## Exercise directions
Every line of the data below must be output exactly, with images left out.

## Excerpted data

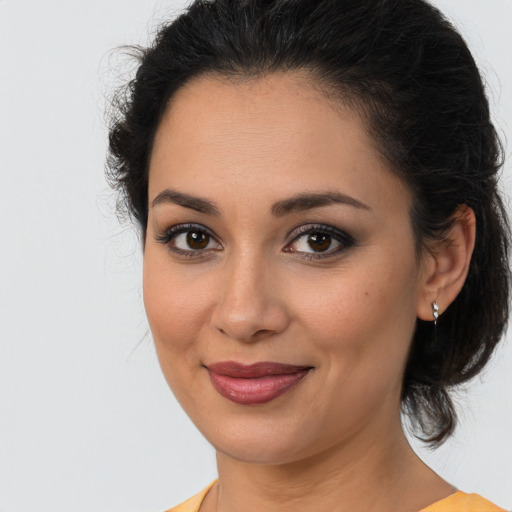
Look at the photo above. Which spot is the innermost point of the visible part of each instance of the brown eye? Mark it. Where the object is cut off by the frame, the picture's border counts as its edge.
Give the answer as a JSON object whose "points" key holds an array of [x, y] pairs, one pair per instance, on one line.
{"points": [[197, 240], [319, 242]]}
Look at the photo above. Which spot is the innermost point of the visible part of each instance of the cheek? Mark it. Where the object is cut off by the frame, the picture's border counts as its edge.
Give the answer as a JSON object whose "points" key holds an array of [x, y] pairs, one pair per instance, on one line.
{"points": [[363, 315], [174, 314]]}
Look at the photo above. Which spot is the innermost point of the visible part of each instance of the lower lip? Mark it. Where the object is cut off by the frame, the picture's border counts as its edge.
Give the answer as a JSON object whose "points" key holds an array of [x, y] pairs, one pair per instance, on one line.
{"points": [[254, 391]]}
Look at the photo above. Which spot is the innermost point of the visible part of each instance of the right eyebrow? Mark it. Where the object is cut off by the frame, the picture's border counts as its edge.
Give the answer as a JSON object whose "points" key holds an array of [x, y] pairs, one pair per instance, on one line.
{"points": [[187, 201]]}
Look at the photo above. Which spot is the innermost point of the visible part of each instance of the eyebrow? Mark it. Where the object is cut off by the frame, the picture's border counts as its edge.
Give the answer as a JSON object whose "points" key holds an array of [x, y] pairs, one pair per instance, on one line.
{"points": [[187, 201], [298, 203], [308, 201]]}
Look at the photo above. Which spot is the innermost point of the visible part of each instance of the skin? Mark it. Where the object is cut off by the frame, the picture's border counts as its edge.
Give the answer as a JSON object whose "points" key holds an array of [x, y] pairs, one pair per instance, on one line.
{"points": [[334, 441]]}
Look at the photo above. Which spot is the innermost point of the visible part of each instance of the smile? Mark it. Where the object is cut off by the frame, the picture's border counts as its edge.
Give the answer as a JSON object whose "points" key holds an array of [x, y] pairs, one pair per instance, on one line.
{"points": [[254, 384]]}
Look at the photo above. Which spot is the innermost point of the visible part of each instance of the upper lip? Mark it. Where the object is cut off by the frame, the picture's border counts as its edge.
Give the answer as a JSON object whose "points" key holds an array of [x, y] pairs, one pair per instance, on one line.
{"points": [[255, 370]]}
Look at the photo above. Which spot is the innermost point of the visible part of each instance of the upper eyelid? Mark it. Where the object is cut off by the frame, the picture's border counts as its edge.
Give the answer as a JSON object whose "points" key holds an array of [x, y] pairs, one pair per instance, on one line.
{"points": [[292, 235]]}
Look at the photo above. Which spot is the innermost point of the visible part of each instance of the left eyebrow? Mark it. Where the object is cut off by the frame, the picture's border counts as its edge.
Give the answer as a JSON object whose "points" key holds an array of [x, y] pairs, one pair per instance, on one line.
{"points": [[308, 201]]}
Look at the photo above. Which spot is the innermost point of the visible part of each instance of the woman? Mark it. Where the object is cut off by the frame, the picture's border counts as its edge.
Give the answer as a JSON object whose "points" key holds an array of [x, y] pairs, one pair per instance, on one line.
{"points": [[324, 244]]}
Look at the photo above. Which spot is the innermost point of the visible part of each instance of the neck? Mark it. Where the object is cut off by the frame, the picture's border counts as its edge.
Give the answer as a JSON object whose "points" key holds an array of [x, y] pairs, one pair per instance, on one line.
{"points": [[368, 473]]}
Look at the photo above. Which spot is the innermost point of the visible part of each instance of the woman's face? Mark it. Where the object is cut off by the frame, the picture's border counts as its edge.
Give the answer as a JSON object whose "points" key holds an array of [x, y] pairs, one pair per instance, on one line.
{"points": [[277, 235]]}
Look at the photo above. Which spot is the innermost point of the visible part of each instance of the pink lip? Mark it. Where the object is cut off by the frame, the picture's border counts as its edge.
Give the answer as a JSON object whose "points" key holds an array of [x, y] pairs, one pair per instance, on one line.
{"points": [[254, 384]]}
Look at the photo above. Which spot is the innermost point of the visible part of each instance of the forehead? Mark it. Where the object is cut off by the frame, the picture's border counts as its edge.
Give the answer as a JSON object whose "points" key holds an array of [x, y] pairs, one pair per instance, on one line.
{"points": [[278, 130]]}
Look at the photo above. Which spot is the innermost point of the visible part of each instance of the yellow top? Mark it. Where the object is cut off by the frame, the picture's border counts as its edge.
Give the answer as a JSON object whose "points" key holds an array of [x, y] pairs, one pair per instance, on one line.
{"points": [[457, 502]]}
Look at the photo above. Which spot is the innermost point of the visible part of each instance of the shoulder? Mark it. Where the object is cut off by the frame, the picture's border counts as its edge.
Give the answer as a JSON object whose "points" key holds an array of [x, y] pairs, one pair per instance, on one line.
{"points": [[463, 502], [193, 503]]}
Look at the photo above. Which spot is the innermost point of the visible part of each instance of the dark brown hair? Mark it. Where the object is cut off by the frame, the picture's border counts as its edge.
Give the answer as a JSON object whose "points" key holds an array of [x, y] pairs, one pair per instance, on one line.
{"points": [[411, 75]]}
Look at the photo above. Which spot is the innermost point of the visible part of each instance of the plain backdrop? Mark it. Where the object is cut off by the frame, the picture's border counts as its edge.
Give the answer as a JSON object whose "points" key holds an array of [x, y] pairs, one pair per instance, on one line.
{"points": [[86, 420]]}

## Task response
Look at the photo above. Which spot is the innermost point of the visible part of each instance of the brown eye? Mark it. Where the object is cut off by the frame, the picture's border counts as its edge.
Give the answer as a JSON object whose "points" key holds an array of [x, y] pairs, one pair per instance, on one line.
{"points": [[197, 240], [319, 242]]}
Look at the photo above. Which spot is the innermost point of the visible part of each instance of the cheek? Mark it. Where the object is cut off by the frame, the picture's border counts as its edge.
Give the answer as a JSON object whose "points" key holds an array of [x, y] pairs, one pair per instance, on one line.
{"points": [[363, 315], [174, 314]]}
Look at the photo above. Which spot is the innermost point of the visible part of each instance of the lower lip? Mark it. Where the object is cut off by the frame, the picture's border counts as its edge.
Give the answer as a JSON object whose "points" key holds an array of [x, y] pairs, one pair per instance, on one line.
{"points": [[254, 391]]}
Look at the photo above. Which spot is the innermost point of the visible part of each instance of the right eyebrow? Mark it. Where the object is cut off by the frame, the picture's border counts as its edge.
Give the answer as a JSON object whose "points" key holds an array of [x, y] pairs, one pair per instance, on one line.
{"points": [[187, 201]]}
Look at the photo above. Which spot is the innermost point of the visible part of each instance of the eyebrow? Mark it. Where the object is cut off by the frame, the picture's border counts as its edge.
Give the answer as a JSON object whose "points" key holds an array of [x, y] pairs, one pair per instance, on one line.
{"points": [[187, 201], [298, 203], [308, 201]]}
Look at the photo above. Which spot is the innermost point of the visible part of each instance of the skin? Mark it. Where the object is cut off by the frame, the picture's border counts as its edge.
Give the answer as a JSON object whose "points" key holds an array of [x, y] pairs, one pair per instance, on one line.
{"points": [[334, 441]]}
Look at the photo above. Which spot is the innermost point of the visible part of each instance of the smile? Mark it. Where the object is cut off by the frame, the picture's border counts as its edge.
Give the answer as a JSON object whose "points" key holds an array of [x, y] pairs, one pair per instance, on one line.
{"points": [[254, 384]]}
Look at the photo above. Which spot is the innermost point of the visible part of each instance of the upper lip? Mark it. Where the object is cut off by the frame, the picture's border counts as its edge.
Give the answer as a JSON object whose "points" key holds an array of [x, y] pairs, one pair per instance, on one line.
{"points": [[255, 370]]}
Look at the photo above. Which spot is the innermost point of the visible part of each instance of the upper eyelid? Mark it. Where the object is cut off by the frame, the picture's border counts as its edge.
Give the answer as a JSON object whose "points" key holds an array of [x, y] pairs, one pair per instance, on one line.
{"points": [[292, 235]]}
Look at the photo above. Which spot is the innermost point of the visible part of each instance of the left eyebrow? Mark it. Where the object is cut off by the frame, the picture's border counts as its edge.
Give the answer as a JSON object whose "points" key holds an array of [x, y] pairs, one pair per instance, on one line.
{"points": [[308, 201]]}
Look at the photo above. Which spot is the innermost point of the visible part of each instance of the woman? Mark it. Where the object is cut off by the frame, the picture's border counts as its edge.
Give the answer as a JSON object whose "points" key holds an array of [x, y] pairs, one pair per instance, on one line.
{"points": [[324, 244]]}
Look at the photo above. Which spot is the innermost point of the visible part of each instance of the neck? Mark it. Where the object is cut off by the frame, the picture's border counts as its edge.
Give the answer as a JSON object whose "points" key holds an array of [x, y] pairs, one pair per instance, on one line.
{"points": [[368, 473]]}
Look at the photo above. Which spot is the innermost point of the visible part of each instance of the woman's face? Mark it. Where the object is cut off by the frame, the picture's border counts as its edge.
Give the answer as a JSON object whose "points" key holds an array of [x, y] pairs, one pair per instance, on one line.
{"points": [[277, 235]]}
Look at the photo above. Which spot is the innermost point of the visible part of each instance of the pink lip? Mark it. Where the object is cut off by the frame, the picture's border counts as its edge.
Give the answer as a JSON object whose "points" key holds an array of [x, y] pairs, one pair per instance, on one line.
{"points": [[254, 384]]}
Look at the photo above. Which spot is the innermost point of the visible part of each instance of the forehead? Mark it. Where the object is cut off by the frame, the picture's border counts as its edge.
Give the answer as a JSON object whose "points" key holds an array of [x, y] pairs, one pair per instance, on one line.
{"points": [[278, 130]]}
Look at the photo above. Which spot is the innermost point of the visible part of each instance of the yellow top? Mark it. Where the object is cut off by the frame, the picture's border counts as its edge.
Give the answer as a JSON object whose "points" key holds an array of [x, y] pairs, one pair per instance, on one line.
{"points": [[457, 502]]}
Look at the photo above. Which spot is the innermost point of the visible part of each instance of the shoulder? Mark it. Where the object is cut off by the frame, the picture's border counts as its edge.
Give the answer as a JSON object whose "points" key holds an array of [x, y] pairs, one pair per instance, on one line.
{"points": [[463, 502], [193, 503]]}
Look at the photo above. Which spot is the innermost point of the visible part of each instance of the dark brown hair? Mark it. Where the object is cut off by the frame, the picture's border counts as its edge.
Give the answer as a JSON object whose "points" key holds an array of [x, y] pairs, one pair per instance, on one line.
{"points": [[411, 75]]}
Look at the photo above. Which spot is the innermost point of the visible part of each instance of the plain backdrop? Mark it. Where the object is cut off by the frame, the picture's border counts as its edge.
Give the answer as a JSON object whose "points" key holds an array of [x, y] pairs, one pair per instance, on one line.
{"points": [[86, 420]]}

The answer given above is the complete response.